(Your objective)
Answer these questions from the passage on OCR's HIPAA Right of Access settlements:
1. How much did Riverside Psychiatric Medical Group agree to pay to settle the potential violation?
2. In what month and year did OCR receive the second complaint about Riverside?
3. When did Riverside send the complainant the requested information from her medical record?

(Reading passage)

::::::::::

The Office for Civil Rights (“OCR”) at the U.S. Department of Health and Human Services (“HHS”) recently announced it had settled its 10th and 11th enforcement actions in its HIPAA Right of Access Initiative (the “Initiative”). The Initiative is an OCR enforcement priority to ensure individuals can easily and timely access their health records at a reasonable cost under the Health Insurance Portability and Accountability Act (“HIPAA”). These settlements follow several other recent OCR settlements under the Initiative including against NY Spine Medicine, St. Joseph’s Hospital and Medical Center and five other health care providers. The Initiative is one of the few areas within the health care delivery system where the Trump Administration has taken aggressive enforcement actions.
In the 10th enforcement action, Riverside Psychiatric Medical Group (“Riverside”) agreed to take corrective actions and pay $25,000 to settle a potential violation with respect to the Initiative. Riverside is a group practice based in Riverside, California specializing in child and adolescent psychiatric, geriatric psychiatry, neuropsychiatric, psychology, and substance use disorders.
In March 2019, OCR received a complaint from a patient alleging that Riverside failed to provide the complainant with a copy of her medical records despite multiple requests beginning in February 2019. After receiving the complaint, OCR provided Riverside with technical assistance regarding how to comply with the HIPAA Right of Access requirements and closed the matter. However, in April 2019, OCR received a second complaint stating Riverside still had not provided the patient with access to her medical records.
OCR investigated and determined that Riverside’s failure to respond to the complainant’s request was a potential violation of the Initiative. Riverside argued that because the requested records included psychotherapy notes, which are maintained outside the medical record and afforded different protections under HIPAA, Riverside did not need to comply with the request. Although HIPAA covered entities are not required to produce psychotherapy notes, the HIPAA regulations do require that covered entities provide requestors with a written explanation when the covered entity denies record requests and provide the individual with access to his or her medical records other than the psychotherapy notes. Riverside did not comply with these requirements. As a result of OCR’s investigation, Riverside sent the complainant all of the requested information in her medical record (excluding psychotherapy notes) in October 2020. In addition to the monetary settlement, Riverside entered into a Corrective Action Plan (“CAP”), which did not result in an admission of liability.

::::::::::

(Source data)

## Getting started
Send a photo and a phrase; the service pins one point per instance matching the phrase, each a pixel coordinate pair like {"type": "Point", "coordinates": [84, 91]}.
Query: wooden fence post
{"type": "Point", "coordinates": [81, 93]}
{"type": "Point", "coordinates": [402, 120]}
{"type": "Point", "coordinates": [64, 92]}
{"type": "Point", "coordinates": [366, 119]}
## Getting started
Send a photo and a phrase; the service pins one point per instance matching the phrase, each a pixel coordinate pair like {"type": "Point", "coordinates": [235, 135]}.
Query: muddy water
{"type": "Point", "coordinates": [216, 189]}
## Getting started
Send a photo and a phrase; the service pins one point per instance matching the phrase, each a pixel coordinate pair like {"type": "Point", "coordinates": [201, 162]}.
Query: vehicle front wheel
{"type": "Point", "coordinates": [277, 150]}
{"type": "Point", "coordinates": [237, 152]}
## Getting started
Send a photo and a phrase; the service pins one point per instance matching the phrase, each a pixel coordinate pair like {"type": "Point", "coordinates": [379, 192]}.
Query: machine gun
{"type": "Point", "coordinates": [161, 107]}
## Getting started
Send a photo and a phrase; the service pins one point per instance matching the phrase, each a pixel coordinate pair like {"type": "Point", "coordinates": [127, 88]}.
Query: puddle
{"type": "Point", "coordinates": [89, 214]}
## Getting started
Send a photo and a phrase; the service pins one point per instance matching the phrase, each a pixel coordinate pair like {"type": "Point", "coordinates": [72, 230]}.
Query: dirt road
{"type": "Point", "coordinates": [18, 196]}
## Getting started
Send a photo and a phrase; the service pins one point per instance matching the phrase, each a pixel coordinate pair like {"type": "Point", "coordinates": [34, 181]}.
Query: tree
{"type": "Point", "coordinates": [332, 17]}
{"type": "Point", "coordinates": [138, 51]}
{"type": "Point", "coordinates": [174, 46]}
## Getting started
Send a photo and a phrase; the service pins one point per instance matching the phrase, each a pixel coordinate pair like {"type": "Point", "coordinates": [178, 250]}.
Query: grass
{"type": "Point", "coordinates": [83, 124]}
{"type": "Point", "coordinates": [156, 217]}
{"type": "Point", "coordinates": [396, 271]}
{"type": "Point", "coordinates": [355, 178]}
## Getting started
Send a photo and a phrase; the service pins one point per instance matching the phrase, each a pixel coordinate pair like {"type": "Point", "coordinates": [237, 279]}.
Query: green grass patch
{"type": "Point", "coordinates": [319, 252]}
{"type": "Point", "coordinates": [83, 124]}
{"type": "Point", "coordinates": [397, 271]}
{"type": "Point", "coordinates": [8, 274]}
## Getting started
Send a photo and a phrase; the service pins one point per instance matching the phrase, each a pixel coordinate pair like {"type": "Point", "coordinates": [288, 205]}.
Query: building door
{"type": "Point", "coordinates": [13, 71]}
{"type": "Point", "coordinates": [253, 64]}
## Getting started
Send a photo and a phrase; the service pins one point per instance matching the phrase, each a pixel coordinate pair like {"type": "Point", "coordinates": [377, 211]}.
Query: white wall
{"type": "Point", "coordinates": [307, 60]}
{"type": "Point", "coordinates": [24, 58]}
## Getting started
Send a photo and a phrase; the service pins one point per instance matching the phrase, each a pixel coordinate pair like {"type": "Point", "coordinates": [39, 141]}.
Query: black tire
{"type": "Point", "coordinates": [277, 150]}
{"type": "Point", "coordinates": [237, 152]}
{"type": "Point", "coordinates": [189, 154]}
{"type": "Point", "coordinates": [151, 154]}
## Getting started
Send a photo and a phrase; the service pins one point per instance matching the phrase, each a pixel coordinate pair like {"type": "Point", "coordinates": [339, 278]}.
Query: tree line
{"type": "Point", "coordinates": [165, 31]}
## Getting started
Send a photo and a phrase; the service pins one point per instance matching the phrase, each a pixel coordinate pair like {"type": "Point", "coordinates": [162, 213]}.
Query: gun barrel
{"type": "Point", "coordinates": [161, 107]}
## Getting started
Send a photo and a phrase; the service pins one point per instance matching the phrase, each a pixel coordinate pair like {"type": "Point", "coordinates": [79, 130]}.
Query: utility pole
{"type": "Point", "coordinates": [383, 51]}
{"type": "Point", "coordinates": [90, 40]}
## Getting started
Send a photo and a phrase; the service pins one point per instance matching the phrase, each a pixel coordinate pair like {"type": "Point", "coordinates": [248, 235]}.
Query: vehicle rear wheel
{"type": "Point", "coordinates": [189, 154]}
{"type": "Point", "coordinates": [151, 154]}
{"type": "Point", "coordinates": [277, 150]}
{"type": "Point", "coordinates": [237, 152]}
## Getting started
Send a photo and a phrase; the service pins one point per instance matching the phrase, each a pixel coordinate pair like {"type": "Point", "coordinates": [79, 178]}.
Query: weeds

::::::::::

(Response for this exercise)
1. $25,000
2. April 2019
3. October 2020